> Te bestuderen tekst
◇ ◇ ◇ ◇ ◇ ◇ ◇
In deze zaak heeft de Rechtbank Rotterdam op 3 mei 2021 een zorgmachtiging verleend aan betrokkene, die lijdt aan een recidiverende psychotische stoornis, passend bij schizofrenie. Betrokkene heeft aangegeven de benodigde zorg en opname vrijwillig te willen accepteren, maar uit de medische verklaring blijkt dat hij onvoldoende bereid is om behandeling of zorg op vrijwillige basis te accepteren. Betrokkene weigert regelmatig de voorgeschreven medicatie en heeft in het verleden meerdere keren, tegen het advies van behandelaren in, met ontslag gegaan. De behandelaar heeft er onvoldoende vertrouwen in dat betrokkene de behandeling en opname vrijwillig zal accepteren. De rechtbank oordeelt dat er onvoldoende basis is voor een vrijwillige behandeling en dat een zorgmachtiging noodzakelijk is om het patroon van de afgelopen jaren te doorbreken en betrokkene goed te laten herstellen.
◇ ◇ ◇ ◇ ◇ ◇ ◇
> Brongegevens
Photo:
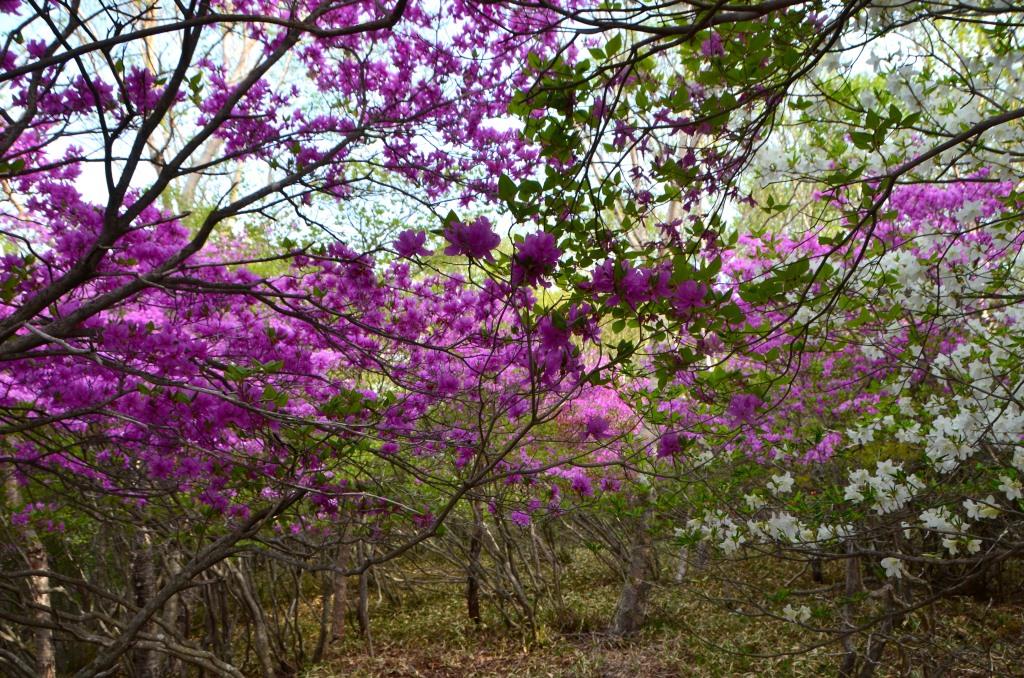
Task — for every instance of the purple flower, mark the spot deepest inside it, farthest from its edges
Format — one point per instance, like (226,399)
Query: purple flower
(519,518)
(669,445)
(597,427)
(742,406)
(472,240)
(535,258)
(713,46)
(689,294)
(410,244)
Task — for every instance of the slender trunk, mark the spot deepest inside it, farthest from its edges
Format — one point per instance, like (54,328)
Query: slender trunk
(632,607)
(682,562)
(364,605)
(340,587)
(145,661)
(853,586)
(262,639)
(39,589)
(473,569)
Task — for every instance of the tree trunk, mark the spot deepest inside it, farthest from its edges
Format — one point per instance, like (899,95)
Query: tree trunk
(473,569)
(340,590)
(39,589)
(145,661)
(262,638)
(632,607)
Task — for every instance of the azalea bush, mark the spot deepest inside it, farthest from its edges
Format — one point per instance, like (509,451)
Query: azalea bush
(297,294)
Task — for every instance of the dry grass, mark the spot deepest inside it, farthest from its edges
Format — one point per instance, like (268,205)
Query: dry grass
(687,634)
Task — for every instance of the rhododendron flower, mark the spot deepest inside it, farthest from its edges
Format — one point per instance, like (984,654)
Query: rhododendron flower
(669,446)
(597,427)
(474,240)
(520,518)
(713,46)
(743,406)
(689,294)
(535,258)
(411,243)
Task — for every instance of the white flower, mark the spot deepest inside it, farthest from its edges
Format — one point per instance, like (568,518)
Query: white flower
(784,526)
(797,615)
(780,484)
(1011,486)
(853,494)
(1019,460)
(893,567)
(985,509)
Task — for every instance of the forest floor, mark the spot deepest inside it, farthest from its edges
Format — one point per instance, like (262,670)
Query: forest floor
(689,632)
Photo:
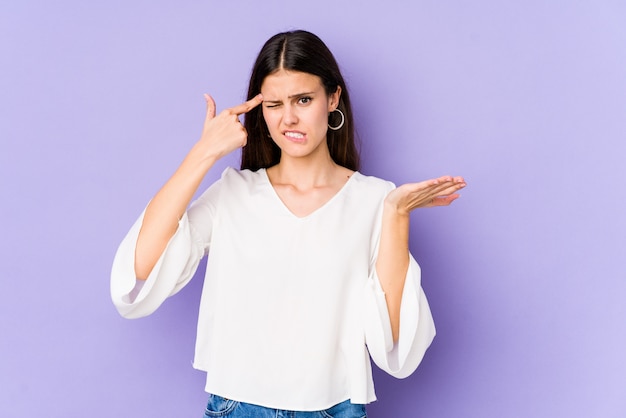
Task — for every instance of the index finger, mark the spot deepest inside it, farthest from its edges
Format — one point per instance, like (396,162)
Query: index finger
(247,106)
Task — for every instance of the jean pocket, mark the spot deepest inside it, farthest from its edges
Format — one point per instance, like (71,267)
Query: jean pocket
(345,410)
(219,406)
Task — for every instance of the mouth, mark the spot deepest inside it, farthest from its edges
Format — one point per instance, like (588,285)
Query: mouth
(294,136)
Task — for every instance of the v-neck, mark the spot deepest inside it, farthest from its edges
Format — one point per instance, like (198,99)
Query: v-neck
(328,202)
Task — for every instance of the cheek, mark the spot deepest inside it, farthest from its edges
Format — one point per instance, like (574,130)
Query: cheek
(270,119)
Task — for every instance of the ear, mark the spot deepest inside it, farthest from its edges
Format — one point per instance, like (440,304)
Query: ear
(333,99)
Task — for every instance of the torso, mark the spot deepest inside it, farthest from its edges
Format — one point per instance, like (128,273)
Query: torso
(303,199)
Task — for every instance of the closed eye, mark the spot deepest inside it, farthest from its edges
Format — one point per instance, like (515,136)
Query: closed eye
(304,100)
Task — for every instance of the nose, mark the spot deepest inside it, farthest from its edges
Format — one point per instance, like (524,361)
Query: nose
(289,116)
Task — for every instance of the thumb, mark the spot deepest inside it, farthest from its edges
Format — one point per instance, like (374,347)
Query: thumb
(210,106)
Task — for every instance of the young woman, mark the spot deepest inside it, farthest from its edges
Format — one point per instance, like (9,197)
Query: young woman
(308,271)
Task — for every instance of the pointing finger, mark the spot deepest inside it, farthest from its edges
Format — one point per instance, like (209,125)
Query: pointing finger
(247,106)
(210,106)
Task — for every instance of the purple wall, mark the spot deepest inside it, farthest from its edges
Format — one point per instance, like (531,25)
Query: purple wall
(99,101)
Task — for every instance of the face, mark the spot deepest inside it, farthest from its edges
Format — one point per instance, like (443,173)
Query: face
(296,108)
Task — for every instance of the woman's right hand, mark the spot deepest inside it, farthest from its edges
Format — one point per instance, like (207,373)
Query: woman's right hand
(221,135)
(224,133)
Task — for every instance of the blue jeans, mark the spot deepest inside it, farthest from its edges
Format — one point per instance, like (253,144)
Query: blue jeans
(227,408)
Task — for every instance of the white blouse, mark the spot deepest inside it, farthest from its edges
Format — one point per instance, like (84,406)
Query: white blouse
(290,306)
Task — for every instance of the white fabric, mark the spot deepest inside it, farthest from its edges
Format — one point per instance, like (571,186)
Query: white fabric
(290,306)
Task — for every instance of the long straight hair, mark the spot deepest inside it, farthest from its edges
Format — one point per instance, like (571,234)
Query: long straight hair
(304,52)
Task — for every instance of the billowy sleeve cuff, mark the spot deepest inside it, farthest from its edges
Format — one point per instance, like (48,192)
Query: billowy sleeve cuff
(417,328)
(135,298)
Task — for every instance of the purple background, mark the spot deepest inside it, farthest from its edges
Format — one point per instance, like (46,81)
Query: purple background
(99,102)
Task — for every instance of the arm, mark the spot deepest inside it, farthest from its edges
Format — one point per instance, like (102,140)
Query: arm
(393,253)
(221,135)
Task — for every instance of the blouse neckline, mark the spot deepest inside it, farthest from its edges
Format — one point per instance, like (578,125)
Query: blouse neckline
(329,202)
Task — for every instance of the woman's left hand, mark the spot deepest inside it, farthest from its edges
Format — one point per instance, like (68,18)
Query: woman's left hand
(435,192)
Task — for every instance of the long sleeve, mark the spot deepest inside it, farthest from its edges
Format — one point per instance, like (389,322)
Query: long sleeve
(417,328)
(135,298)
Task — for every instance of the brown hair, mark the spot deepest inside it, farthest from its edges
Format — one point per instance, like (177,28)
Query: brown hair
(304,52)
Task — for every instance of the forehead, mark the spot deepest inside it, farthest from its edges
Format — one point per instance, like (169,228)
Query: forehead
(285,82)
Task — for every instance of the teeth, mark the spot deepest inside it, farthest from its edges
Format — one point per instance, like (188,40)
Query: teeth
(294,135)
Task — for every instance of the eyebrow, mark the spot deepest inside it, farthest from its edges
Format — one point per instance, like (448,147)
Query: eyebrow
(309,93)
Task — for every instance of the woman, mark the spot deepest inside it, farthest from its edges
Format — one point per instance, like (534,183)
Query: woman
(308,265)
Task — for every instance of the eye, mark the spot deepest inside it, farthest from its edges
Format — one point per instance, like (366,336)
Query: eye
(304,100)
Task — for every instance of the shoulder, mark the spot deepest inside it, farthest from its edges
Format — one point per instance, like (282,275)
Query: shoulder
(232,176)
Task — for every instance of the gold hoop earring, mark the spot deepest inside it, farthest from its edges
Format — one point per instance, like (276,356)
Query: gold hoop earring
(343,119)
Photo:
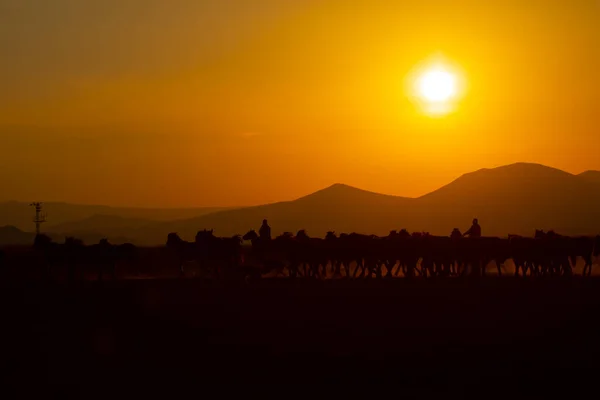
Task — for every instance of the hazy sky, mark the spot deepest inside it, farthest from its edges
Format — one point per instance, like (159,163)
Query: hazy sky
(234,102)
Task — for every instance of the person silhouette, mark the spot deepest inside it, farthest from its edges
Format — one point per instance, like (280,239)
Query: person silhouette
(265,231)
(475,230)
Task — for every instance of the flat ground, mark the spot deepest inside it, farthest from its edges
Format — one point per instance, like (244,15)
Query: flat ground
(501,335)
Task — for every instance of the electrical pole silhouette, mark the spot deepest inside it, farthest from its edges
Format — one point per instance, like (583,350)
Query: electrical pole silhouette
(39,218)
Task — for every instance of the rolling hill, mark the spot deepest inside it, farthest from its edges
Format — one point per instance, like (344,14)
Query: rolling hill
(19,214)
(516,198)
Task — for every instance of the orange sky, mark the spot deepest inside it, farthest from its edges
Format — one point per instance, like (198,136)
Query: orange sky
(232,102)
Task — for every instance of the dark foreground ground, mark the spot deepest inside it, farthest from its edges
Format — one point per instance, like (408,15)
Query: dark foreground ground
(487,338)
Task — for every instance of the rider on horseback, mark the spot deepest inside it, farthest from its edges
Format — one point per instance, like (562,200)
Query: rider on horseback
(265,231)
(474,231)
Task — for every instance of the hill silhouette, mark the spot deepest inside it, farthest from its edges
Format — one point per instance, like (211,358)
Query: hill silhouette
(516,198)
(590,176)
(19,214)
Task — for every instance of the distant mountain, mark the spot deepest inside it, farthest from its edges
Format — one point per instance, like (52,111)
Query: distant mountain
(516,198)
(108,224)
(20,215)
(590,176)
(10,235)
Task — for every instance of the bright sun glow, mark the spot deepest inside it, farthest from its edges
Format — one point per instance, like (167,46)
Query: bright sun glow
(437,85)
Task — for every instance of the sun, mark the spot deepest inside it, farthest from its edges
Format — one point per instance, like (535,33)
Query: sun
(437,85)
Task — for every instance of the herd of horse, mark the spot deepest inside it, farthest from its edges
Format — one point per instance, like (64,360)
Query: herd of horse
(350,255)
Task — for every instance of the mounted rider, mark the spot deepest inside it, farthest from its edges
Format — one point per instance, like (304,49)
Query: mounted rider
(265,231)
(475,230)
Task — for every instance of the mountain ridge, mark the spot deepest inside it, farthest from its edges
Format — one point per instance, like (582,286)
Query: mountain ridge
(515,198)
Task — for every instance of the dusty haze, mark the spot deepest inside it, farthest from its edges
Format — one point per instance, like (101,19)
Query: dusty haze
(229,103)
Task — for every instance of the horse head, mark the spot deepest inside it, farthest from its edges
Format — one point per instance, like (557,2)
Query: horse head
(250,235)
(173,238)
(404,233)
(330,235)
(42,240)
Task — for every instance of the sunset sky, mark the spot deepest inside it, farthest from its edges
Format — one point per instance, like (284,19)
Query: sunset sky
(240,102)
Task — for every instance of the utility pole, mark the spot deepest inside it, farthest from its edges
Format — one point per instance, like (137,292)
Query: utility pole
(39,218)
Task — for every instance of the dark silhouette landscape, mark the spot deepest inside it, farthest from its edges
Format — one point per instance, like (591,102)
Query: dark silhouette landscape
(513,199)
(323,199)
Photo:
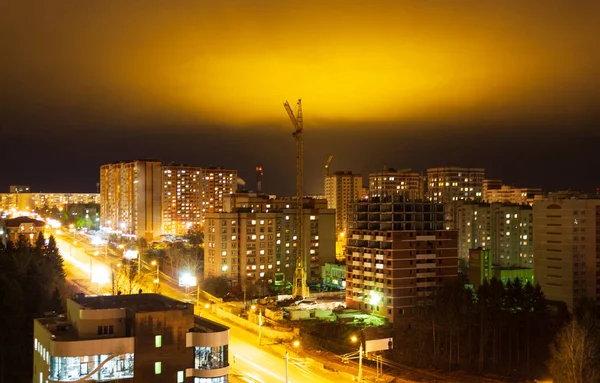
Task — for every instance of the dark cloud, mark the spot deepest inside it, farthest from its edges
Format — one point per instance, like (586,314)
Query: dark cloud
(512,86)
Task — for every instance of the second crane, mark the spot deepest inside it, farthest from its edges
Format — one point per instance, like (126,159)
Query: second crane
(299,287)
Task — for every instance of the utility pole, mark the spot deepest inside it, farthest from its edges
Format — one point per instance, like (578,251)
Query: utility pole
(299,287)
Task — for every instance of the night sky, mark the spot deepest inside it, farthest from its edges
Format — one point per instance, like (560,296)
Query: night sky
(512,86)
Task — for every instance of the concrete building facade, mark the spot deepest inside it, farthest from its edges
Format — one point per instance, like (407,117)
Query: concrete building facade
(504,229)
(181,198)
(391,182)
(567,248)
(259,246)
(398,253)
(129,338)
(509,194)
(450,185)
(34,202)
(131,198)
(341,190)
(217,184)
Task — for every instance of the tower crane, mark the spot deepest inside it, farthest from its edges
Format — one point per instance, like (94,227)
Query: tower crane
(299,287)
(327,165)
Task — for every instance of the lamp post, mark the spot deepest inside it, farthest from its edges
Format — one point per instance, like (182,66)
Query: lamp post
(157,280)
(287,360)
(355,339)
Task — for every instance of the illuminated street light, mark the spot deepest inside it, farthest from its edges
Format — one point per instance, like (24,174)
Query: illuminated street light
(131,254)
(287,359)
(154,263)
(375,299)
(354,339)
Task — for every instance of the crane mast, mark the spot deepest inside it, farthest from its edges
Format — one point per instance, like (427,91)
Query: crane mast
(327,165)
(299,287)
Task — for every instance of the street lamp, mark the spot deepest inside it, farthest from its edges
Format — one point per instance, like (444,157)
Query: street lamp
(355,339)
(287,359)
(157,280)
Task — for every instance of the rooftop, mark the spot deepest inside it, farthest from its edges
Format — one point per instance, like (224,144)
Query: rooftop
(16,222)
(205,325)
(133,302)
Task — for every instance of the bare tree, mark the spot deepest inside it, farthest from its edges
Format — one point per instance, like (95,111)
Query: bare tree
(128,280)
(574,355)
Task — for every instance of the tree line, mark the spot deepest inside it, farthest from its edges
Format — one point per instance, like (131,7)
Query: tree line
(506,329)
(32,282)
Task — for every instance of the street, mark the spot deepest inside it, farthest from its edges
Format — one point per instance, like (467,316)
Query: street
(248,362)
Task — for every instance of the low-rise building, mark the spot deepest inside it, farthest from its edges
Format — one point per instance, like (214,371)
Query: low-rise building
(129,338)
(12,229)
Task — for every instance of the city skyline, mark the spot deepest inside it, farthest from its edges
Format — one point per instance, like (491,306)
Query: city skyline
(510,87)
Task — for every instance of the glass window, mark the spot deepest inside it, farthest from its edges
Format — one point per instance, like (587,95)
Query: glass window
(209,358)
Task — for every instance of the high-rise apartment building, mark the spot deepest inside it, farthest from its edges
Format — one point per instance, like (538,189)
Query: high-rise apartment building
(131,198)
(218,183)
(147,199)
(398,253)
(341,190)
(133,338)
(567,248)
(391,182)
(450,185)
(504,229)
(181,198)
(258,244)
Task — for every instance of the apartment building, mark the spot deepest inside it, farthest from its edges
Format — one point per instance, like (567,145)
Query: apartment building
(494,193)
(341,190)
(504,229)
(450,185)
(131,198)
(398,253)
(218,183)
(182,198)
(391,182)
(129,338)
(12,229)
(258,244)
(567,247)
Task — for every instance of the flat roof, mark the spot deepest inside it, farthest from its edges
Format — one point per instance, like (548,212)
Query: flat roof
(204,325)
(134,302)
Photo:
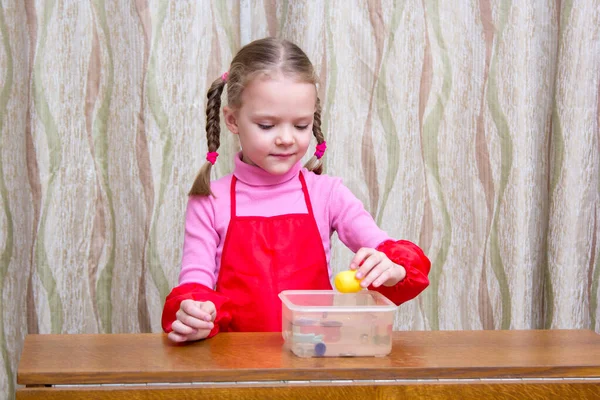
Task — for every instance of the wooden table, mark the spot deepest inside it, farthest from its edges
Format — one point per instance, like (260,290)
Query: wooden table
(562,364)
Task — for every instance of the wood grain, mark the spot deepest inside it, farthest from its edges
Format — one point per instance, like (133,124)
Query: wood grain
(476,391)
(138,358)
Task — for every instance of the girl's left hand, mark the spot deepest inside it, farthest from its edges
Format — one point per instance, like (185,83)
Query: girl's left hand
(374,267)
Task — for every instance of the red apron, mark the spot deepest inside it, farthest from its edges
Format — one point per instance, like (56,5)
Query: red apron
(263,256)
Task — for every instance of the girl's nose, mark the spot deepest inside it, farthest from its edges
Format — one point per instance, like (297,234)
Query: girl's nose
(285,137)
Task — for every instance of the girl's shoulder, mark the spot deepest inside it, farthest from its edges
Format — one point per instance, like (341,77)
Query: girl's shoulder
(322,184)
(220,189)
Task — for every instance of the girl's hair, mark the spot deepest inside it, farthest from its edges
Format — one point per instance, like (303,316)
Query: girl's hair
(263,56)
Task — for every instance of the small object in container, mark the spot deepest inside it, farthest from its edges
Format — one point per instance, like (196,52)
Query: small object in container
(304,322)
(320,349)
(307,338)
(346,282)
(331,324)
(364,338)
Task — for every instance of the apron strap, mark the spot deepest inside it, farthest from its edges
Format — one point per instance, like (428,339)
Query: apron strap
(232,196)
(306,196)
(304,191)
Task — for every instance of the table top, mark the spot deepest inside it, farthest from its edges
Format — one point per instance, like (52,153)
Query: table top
(240,357)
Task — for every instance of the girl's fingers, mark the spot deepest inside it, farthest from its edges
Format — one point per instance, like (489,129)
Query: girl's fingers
(193,322)
(181,328)
(195,309)
(372,260)
(210,308)
(359,257)
(176,337)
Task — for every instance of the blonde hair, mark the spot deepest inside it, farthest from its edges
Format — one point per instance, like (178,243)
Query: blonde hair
(258,57)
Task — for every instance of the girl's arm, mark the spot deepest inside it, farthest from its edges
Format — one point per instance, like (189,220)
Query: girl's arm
(356,228)
(197,276)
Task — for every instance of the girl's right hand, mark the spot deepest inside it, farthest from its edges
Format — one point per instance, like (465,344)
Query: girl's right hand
(194,321)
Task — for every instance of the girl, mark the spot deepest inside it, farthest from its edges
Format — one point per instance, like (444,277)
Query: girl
(267,227)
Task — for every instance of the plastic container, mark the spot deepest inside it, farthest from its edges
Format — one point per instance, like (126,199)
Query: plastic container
(326,323)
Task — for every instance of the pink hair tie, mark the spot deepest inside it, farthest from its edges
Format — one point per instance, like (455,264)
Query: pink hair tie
(321,147)
(211,157)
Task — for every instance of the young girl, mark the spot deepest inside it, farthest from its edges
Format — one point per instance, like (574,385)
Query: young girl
(267,227)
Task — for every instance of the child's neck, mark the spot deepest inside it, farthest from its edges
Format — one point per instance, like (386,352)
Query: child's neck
(256,176)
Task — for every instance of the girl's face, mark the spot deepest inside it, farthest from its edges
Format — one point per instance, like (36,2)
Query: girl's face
(274,122)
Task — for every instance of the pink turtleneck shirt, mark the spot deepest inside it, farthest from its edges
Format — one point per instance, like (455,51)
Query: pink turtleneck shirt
(259,193)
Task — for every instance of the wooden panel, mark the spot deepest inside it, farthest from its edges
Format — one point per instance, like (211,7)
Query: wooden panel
(128,358)
(475,391)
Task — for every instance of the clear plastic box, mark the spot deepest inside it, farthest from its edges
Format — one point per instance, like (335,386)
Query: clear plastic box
(326,323)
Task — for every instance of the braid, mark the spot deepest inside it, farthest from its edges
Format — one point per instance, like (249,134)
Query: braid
(315,164)
(201,184)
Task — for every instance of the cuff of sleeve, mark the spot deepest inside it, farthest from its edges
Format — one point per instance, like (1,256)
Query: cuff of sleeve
(417,267)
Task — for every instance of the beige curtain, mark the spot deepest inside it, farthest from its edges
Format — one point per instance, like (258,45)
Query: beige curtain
(470,127)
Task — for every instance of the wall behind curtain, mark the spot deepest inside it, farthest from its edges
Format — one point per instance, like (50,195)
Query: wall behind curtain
(470,128)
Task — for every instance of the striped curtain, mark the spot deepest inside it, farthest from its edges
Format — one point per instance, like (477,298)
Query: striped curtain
(470,127)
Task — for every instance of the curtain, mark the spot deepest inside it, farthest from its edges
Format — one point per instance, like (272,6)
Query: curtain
(469,127)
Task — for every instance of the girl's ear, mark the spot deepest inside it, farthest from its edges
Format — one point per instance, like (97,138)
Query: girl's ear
(231,119)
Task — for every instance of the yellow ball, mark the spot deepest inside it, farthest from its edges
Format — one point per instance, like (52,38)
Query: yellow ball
(346,282)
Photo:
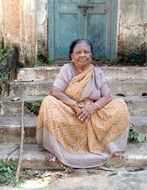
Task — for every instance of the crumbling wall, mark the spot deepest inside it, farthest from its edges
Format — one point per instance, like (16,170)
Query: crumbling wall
(42,15)
(132,25)
(1,18)
(19,27)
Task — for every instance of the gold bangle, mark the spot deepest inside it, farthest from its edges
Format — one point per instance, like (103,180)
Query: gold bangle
(98,106)
(73,103)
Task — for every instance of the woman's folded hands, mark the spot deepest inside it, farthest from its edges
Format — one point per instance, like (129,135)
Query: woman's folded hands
(84,111)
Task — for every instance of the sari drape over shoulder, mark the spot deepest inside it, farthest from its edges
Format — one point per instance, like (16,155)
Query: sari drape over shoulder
(82,144)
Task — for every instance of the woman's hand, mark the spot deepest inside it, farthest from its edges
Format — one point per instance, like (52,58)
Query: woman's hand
(85,111)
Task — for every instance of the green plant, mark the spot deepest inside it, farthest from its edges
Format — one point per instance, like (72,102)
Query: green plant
(4,79)
(33,106)
(43,59)
(7,171)
(50,60)
(134,136)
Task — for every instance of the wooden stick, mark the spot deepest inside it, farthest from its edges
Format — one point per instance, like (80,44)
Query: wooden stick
(21,144)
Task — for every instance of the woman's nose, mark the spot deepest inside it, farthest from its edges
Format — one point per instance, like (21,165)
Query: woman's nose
(82,53)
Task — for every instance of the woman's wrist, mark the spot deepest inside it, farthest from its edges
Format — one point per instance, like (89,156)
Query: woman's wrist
(74,105)
(97,106)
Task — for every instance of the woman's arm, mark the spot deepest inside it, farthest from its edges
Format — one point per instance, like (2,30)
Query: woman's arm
(60,95)
(102,101)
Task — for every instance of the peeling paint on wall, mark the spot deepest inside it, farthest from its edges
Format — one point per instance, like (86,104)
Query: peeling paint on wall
(1,17)
(25,22)
(42,27)
(132,31)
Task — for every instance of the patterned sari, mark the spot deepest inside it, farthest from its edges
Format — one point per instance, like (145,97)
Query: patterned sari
(82,144)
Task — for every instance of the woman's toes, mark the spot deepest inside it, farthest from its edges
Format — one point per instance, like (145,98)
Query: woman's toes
(50,157)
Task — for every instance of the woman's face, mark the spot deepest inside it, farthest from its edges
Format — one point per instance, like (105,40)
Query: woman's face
(81,55)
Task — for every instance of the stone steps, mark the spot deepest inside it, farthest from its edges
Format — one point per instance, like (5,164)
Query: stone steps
(127,87)
(10,128)
(33,157)
(34,83)
(137,105)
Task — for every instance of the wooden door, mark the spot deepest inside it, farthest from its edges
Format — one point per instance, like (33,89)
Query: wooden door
(88,19)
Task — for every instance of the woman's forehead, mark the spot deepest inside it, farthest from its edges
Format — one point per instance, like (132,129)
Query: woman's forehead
(82,45)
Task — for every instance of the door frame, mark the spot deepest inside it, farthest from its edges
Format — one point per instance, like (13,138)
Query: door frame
(112,32)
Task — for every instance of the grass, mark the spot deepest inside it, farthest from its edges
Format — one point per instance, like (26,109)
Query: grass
(7,171)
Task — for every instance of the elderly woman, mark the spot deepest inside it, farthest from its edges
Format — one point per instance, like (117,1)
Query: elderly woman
(79,123)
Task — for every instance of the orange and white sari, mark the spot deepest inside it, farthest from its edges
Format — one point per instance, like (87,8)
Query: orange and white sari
(82,144)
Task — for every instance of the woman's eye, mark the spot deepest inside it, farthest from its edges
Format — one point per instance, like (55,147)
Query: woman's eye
(80,52)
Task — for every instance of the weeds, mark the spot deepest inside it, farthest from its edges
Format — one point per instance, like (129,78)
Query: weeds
(7,171)
(33,106)
(42,59)
(134,136)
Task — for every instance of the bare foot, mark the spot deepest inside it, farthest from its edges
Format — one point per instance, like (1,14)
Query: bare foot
(50,157)
(118,154)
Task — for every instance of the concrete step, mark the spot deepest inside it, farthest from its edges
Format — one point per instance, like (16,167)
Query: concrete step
(127,87)
(10,128)
(137,105)
(50,72)
(13,106)
(135,156)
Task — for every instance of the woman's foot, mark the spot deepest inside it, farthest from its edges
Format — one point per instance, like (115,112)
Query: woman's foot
(50,157)
(118,154)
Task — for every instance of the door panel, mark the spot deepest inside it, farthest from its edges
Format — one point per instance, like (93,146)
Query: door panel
(72,19)
(67,26)
(68,31)
(96,33)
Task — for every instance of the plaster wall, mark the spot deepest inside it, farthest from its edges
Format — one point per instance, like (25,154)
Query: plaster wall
(19,26)
(42,17)
(1,17)
(132,24)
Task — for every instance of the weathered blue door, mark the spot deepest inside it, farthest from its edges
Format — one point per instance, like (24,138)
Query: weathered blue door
◇ ◇ ◇ ◇ ◇ ◇ ◇
> Opdrachten
**A)** Op welke datum verleende de Rechtbank Rotterdam volgens de tekst over de zorgmachtiging die machtiging?
**B)** Schrijf uit de tekst over de zorgmachtiging letterlijk over: begin bij de woorden "In deze zaak" en stop na "te laten herstellen.".
**C)** Schrijf de tekst over de zorgmachtiging verder, aansluitend op de laatste zin.

> Antwoorden per opdracht
**A)** Op 3 mei 2021.

**B)**
In deze zaak heeft de Rechtbank Rotterdam op 3 mei 2021 een zorgmachtiging verleend aan betrokkene, die lijdt aan een recidiverende psychotische stoornis, passend bij schizofrenie. Betrokkene heeft aangegeven de benodigde zorg en opname vrijwillig te willen accepteren, maar uit de medische verklaring blijkt dat hij onvoldoende bereid is om behandeling of zorg op vrijwillige basis te accepteren. Betrokkene weigert regelmatig de voorgeschreven medicatie en heeft in het verleden meerdere keren, tegen het advies van behandelaren in, met ontslag gegaan. De behandelaar heeft er onvoldoende vertrouwen in dat betrokkene de behandeling en opname vrijwillig zal accepteren. De rechtbank oordeelt dat er onvoldoende basis is voor een vrijwillige behandeling en dat een zorgmachtiging noodzakelijk is om het patroon van de afgelopen jaren te doorbreken en betrokkene goed te laten herstellen.

**C)**
De rechtbank heeft vastgesteld dat het gedrag van betrokkene, als gevolg van zijn psychische stoornis, leidt tot ernstig nadeel, waaronder het risico op ernstige psychische schade en verwaarlozing. Betrokkene heeft verontrustend gedrag vertoond, waaronder het neerlaten van een afscheidsbrief op het centraal station, wat de noodzaak voor verplichte zorg onderstreept. De rechtbank heeft de vormen van verplichte zorg die noodzakelijk zijn om het ernstig nadeel af te wenden, vastgesteld en deze zijn in overeenstemming met de medische verklaring en het zorgplan. De zorgmachtiging is verleend voor een periode van zes maanden, met ingang van de datum van de uitspraak.
De beschikking is mondeling gegeven door rechter N. Doorduijn en schriftelijk uitgewerkt door griffier M.M.P.H. van den Boomen. Tegen deze beschikking staat het rechtsmiddel van cassatie open.